Japão lança megaestímulo enquanto China prepara resposta: economia e geopolítica se cruzam na Ásia

A primeira-ministra japonesa Sanae Takaichi fala em coletiva de imprensa após a cúpula da APEC em Gyeongju, na Coreia do Sul, em 1º de novembro de 2025
A primeira-ministra japonesa Sanae Takaichi fala durante uma coletiva de imprensa após a cúpula da Cooperação Econômica Ásia-Pacífico (APEC) em Gyeongju, Coreia do Sul, em 1º de novembro de 2025. Foto: Kim Hong-ji/Reuters.

O tabuleiro econômico da Ásia ganhou novos contornos nesta quinta-feira, 20 de novembro de 2025, com movimentos simultâneos de Japão e China que vão muito além de números de orçamento. Tóquio finaliza um pacote de estímulo de aproximadamente US$ 135 bilhões, o maior desde a pandemia de COVID-19, enquanto Pequim estuda novas medidas para resgatar o setor imobiliário, ainda em crise profunda.

Ao mesmo tempo, cresce na China o debate sobre retaliações econômicas contra o Japão, em resposta às declarações da primeira-ministra Sanae Takaichi sobre uma possível reação militar japonesa em caso de ataque chinês a Taiwan. Analistas e comentaristas ligados a Pequim sugerem restrições comerciais e até cortes na exportação de terras raras, insumo estratégico para a indústria japonesa.

O resultado é um cenário em que economia e geopolítica se misturam, com impacto potencial sobre cadeias produtivas globais, estabilidade financeira e a correlação de forças na região do Indo-Pacífico.

O megaestímulo japonês: alívio às famílias, risco aos mercados

Segundo rascunhos divulgados pela imprensa e por documentos obtidos por agências internacionais, o governo japonês prepara um pacote de estímulo de cerca de 21,3 trilhões de ienes (aproximadamente US$ 135 bilhões), configurando a maior ofensiva fiscal desde a pandemia.

O plano inclui:

  • Pagamentos diretos por criança para famílias, na faixa de 20 mil ienes;
  • Cortes de impostos de renda, aliviando parte da pressão sobre trabalhadores;
  • Redução de impostos sobre gasolina, numa tentativa de suavizar o impacto da inflação;
  • Subsídios para contas de energia e alimentação, buscando sustentar o consumo;
  • Investimentos em setores considerados estratégicos, como inteligência artificial, semicondutores, construção naval e segurança econômica.

A medida é apresentada pela primeira-ministra Sanae Takaichi como uma resposta à combinação de inflação persistente, salários pressionados e perda de poder de compra da classe média japonesa, além de um esforço para reposicionar o país em cadeias tecnológicas globais.

* [Informações exibidas]:
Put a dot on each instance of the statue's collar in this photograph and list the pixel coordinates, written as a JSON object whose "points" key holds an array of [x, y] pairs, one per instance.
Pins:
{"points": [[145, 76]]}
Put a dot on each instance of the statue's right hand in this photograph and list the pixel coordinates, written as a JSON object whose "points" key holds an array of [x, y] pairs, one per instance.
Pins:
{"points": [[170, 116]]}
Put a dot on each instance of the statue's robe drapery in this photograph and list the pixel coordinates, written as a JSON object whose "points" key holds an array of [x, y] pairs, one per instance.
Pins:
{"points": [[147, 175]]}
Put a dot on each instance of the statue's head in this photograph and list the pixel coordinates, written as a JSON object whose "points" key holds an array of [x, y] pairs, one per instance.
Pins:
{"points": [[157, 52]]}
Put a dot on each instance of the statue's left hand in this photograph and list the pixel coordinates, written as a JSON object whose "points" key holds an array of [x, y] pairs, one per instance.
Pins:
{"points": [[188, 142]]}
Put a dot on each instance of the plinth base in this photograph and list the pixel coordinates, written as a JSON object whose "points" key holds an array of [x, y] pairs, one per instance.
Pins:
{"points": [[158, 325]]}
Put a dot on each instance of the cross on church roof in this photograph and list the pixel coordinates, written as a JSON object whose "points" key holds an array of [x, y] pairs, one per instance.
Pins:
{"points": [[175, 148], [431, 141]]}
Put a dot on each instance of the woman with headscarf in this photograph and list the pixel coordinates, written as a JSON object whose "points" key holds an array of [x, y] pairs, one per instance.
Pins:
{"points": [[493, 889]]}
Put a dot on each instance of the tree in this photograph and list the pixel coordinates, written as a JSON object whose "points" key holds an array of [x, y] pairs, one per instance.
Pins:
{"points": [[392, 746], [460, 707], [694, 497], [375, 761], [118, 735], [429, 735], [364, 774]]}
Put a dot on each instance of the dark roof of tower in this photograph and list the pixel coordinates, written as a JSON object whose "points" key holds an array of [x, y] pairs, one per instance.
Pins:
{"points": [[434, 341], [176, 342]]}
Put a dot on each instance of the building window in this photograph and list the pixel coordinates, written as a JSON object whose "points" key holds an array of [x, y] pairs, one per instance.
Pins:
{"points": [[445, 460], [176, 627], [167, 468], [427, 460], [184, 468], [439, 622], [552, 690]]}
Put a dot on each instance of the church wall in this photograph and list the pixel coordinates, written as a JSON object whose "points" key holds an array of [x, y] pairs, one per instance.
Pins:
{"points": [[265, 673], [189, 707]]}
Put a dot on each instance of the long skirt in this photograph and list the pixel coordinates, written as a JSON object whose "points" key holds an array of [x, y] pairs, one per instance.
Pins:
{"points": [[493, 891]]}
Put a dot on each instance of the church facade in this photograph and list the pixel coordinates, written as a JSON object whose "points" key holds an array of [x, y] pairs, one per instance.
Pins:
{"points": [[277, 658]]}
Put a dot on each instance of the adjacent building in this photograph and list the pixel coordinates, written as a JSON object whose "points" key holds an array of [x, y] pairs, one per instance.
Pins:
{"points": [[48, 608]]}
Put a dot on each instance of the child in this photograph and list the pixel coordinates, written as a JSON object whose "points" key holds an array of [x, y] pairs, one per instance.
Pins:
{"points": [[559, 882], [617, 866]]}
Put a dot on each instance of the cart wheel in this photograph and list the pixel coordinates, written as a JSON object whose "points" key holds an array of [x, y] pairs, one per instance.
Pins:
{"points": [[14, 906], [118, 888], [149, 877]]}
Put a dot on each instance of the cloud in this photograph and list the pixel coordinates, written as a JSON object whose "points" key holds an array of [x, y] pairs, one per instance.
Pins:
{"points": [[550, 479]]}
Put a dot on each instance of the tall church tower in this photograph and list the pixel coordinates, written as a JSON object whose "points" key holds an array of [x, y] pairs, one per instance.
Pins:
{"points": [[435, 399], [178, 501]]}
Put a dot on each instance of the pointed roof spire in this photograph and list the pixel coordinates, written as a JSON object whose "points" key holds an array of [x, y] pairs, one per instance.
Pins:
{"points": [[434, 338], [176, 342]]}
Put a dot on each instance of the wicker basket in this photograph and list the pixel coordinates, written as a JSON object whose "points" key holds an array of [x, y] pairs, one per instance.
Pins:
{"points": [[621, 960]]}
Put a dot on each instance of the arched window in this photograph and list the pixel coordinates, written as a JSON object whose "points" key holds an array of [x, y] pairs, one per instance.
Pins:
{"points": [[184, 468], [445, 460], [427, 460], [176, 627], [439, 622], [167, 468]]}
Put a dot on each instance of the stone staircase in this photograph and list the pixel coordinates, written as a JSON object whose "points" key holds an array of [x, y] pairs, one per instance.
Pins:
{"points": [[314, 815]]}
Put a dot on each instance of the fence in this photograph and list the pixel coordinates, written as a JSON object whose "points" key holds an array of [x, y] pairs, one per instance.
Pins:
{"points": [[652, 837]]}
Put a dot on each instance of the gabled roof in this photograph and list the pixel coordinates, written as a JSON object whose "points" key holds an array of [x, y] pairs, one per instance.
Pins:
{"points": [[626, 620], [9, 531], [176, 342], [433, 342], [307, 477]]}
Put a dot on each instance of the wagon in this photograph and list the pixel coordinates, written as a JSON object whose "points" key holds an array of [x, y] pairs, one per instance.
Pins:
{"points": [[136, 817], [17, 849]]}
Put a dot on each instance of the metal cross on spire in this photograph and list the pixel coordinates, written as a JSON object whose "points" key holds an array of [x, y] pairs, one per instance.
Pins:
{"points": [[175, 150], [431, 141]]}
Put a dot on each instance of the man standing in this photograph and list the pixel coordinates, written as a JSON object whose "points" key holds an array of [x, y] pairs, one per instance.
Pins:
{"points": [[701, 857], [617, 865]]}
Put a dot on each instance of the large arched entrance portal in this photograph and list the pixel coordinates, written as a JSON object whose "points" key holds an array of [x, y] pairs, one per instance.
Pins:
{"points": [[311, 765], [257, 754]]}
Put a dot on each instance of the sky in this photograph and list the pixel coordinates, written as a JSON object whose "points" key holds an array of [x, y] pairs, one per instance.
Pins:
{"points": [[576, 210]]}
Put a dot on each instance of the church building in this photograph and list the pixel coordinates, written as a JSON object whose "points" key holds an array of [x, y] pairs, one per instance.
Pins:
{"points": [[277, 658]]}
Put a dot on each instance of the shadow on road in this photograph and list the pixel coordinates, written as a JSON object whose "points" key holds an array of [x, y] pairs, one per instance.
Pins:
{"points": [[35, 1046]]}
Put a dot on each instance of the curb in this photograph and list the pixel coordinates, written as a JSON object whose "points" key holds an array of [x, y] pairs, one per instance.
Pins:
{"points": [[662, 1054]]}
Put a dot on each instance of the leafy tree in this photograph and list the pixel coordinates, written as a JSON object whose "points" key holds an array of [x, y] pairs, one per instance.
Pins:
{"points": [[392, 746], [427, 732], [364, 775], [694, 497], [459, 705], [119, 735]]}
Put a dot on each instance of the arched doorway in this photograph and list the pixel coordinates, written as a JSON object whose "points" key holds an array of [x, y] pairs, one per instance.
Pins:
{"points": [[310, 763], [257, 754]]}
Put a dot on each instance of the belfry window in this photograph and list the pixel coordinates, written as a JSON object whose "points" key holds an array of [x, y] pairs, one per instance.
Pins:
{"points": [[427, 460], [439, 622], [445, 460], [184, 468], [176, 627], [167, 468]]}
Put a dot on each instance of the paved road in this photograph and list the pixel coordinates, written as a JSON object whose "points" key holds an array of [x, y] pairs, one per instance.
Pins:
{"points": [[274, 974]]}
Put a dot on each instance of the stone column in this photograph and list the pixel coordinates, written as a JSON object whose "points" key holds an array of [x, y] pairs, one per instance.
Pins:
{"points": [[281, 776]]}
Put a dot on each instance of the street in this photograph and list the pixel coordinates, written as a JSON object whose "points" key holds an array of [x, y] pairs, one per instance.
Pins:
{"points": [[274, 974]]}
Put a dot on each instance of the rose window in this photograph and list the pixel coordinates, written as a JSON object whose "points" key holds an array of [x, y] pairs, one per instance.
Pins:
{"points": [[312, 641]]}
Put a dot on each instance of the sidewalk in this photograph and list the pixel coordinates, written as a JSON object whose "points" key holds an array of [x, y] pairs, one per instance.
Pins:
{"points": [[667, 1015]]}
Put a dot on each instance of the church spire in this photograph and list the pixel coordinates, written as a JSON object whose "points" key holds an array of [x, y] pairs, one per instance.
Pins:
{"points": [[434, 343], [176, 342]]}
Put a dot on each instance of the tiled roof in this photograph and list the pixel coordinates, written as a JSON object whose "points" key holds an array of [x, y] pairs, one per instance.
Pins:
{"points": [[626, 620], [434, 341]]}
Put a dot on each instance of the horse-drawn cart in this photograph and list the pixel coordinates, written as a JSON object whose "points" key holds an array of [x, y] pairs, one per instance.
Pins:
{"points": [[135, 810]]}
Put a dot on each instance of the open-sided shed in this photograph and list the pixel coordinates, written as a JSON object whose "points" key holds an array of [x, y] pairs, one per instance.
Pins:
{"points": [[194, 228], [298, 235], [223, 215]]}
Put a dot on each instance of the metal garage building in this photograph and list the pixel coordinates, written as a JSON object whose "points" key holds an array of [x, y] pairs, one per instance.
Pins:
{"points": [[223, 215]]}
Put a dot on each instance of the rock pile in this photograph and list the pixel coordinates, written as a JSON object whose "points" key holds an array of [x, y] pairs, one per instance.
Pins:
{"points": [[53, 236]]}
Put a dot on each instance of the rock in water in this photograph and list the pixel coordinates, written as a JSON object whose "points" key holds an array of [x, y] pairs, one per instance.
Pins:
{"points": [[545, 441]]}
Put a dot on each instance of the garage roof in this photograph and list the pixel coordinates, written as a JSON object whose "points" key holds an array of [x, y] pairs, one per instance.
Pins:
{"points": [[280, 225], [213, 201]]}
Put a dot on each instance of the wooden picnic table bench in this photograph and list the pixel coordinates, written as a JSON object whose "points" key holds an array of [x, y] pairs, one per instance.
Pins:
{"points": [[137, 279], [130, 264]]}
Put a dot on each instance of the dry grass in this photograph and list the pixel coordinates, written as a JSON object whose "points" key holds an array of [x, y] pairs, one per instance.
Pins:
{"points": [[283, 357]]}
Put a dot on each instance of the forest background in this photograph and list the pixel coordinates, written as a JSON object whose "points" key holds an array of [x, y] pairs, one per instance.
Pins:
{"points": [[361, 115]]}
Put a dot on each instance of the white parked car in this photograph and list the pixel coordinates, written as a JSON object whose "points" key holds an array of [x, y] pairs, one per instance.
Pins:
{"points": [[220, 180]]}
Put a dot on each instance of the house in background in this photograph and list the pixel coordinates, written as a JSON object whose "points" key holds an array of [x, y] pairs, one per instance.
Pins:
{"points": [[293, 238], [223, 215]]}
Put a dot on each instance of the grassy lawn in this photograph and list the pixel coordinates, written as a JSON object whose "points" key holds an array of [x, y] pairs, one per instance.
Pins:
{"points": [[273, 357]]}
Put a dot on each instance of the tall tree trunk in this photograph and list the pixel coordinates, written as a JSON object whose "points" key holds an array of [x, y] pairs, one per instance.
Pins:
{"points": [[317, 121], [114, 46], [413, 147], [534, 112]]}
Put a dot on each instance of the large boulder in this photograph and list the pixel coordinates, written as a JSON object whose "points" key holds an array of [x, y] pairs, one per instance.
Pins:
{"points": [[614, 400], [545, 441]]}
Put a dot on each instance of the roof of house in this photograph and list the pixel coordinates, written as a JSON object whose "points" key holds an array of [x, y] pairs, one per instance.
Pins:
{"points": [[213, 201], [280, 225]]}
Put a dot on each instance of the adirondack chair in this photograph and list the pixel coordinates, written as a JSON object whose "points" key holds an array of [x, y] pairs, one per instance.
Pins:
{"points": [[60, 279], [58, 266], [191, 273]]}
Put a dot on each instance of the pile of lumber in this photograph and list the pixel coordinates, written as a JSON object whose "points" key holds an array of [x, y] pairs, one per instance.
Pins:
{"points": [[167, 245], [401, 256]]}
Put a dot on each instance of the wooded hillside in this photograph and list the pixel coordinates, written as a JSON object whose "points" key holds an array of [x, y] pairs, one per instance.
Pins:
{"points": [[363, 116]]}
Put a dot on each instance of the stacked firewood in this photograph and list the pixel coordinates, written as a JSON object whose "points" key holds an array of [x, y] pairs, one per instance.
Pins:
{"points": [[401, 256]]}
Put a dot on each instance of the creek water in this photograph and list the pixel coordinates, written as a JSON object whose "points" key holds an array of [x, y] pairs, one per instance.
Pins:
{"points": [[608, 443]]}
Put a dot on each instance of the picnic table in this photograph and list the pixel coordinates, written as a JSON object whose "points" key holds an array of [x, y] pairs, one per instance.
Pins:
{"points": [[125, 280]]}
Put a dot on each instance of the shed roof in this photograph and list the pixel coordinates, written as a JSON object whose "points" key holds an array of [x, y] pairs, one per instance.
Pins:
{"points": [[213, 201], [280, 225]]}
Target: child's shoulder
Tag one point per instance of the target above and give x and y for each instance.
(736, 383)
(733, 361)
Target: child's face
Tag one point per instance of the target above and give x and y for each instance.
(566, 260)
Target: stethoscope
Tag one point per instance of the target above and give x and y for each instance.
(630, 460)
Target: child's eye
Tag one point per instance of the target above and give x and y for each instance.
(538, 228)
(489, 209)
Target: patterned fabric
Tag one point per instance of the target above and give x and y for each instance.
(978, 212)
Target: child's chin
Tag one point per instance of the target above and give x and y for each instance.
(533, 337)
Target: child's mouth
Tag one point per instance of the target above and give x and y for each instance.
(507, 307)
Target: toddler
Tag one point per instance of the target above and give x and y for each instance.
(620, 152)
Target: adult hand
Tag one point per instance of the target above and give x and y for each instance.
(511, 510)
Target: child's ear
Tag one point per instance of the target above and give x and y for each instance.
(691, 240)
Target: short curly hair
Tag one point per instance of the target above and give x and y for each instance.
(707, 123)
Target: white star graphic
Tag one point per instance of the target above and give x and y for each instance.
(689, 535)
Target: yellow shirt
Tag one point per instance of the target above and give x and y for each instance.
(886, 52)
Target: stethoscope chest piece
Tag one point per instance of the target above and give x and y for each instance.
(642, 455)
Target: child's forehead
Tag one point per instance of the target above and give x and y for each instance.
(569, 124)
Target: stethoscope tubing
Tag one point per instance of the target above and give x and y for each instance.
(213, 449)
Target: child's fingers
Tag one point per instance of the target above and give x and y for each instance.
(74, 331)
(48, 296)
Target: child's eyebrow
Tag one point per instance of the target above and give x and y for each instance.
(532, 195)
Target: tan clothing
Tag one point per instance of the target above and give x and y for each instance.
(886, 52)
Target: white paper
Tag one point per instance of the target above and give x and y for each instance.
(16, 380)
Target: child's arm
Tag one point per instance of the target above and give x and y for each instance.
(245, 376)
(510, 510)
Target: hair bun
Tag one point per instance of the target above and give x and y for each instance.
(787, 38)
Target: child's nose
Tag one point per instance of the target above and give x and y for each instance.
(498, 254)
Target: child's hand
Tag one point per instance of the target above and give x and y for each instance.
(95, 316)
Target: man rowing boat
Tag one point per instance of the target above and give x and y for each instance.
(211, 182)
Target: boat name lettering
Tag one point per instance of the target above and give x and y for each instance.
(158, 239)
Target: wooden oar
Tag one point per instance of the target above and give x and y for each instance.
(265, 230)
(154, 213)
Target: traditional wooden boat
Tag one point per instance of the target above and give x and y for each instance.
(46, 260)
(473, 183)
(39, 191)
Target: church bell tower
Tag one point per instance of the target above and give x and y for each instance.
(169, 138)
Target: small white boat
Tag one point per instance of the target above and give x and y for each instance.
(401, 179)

* [O que fazer]:
1) Transcreva do texto sobre o megaestímulo japonês o trecho entre "Japão lança megaestímulo" e "Foto: Kim Hong-ji/Reuters.", inclusive.
2) Segundo o texto sobre o megaestímulo japonês, qual é o valor aproximado do pacote em dólares?
3) Prossiga com o texto sobre o megaestímulo japonês a partir do ponto em que ele termina.

* [Respostas dos exercícios]:
1)
Japão lança megaestímulo enquanto China prepara resposta: economia e geopolítica se cruzam na Ásia

A primeira-ministra japonesa Sanae Takaichi fala em coletiva de imprensa após a cúpula da APEC em Gyeongju, na Coreia do Sul, em 1º de novembro de 2025
A primeira-ministra japonesa Sanae Takaichi fala durante uma coletiva de imprensa após a cúpula da Cooperação Econômica Ásia-Pacífico (APEC) em Gyeongju, Coreia do Sul, em 1º de novembro de 2025. Foto: Kim Hong-ji/Reuters.

2) Cerca de US$ 135 bilhões.

3)
No entanto, o pacote chega num momento em que os mercados dão sinais de esgotamento em relação à tolerância com a dívida japonesa. Investidores vêm vendendo ienes e títulos públicos, fazendo os juros de longo prazo atingirem a maior alta em anos, o que acende alertas sobre a sustentabilidade da trajetória fiscal do país. Alguns analistas já comparam o movimento ao episódio britânico de 2022, quando um plano de corte de impostos detonou turbulência no mercado de bonds.

A aposta de Pequim: novo estímulo imobiliário em meio a crise prolongada

Enquanto Tóquio prepara sua ofensiva fiscal, Pequim avalia mais uma rodada de estímulo ao setor imobiliário, apontado como o elo fraco da economia chinesa. Mesmo após medidas anteriores, os preços de imóveis seguem em queda e a confiança de compradores e construtoras continua abalada.

De acordo com reportagens baseadas em fontes próximas ao governo, a China estuda:

  • Subsídios nacionais a hipotecas para compradores de primeira casa;
  • Rebates maiores de imposto de renda para quem já possui hipoteca;
  • Redução de custos em transações imobiliárias, como taxas e encargos;
  • Alívio adicional em financiamento para desenvolvedoras consideradas sistêmicas.

O objetivo é duplo: evitar que a crise imobiliária contamine o sistema financeiro e impedir que a desaceleração do setor puxe para baixo o crescimento chinês como um todo. O problema é que o espaço de manobra já não é tão amplo. Muitos analistas avaliam que sucessivas rodadas de estímulo têm efeito decrescente num mercado saturado, com demografia em mudança e confiança abalada.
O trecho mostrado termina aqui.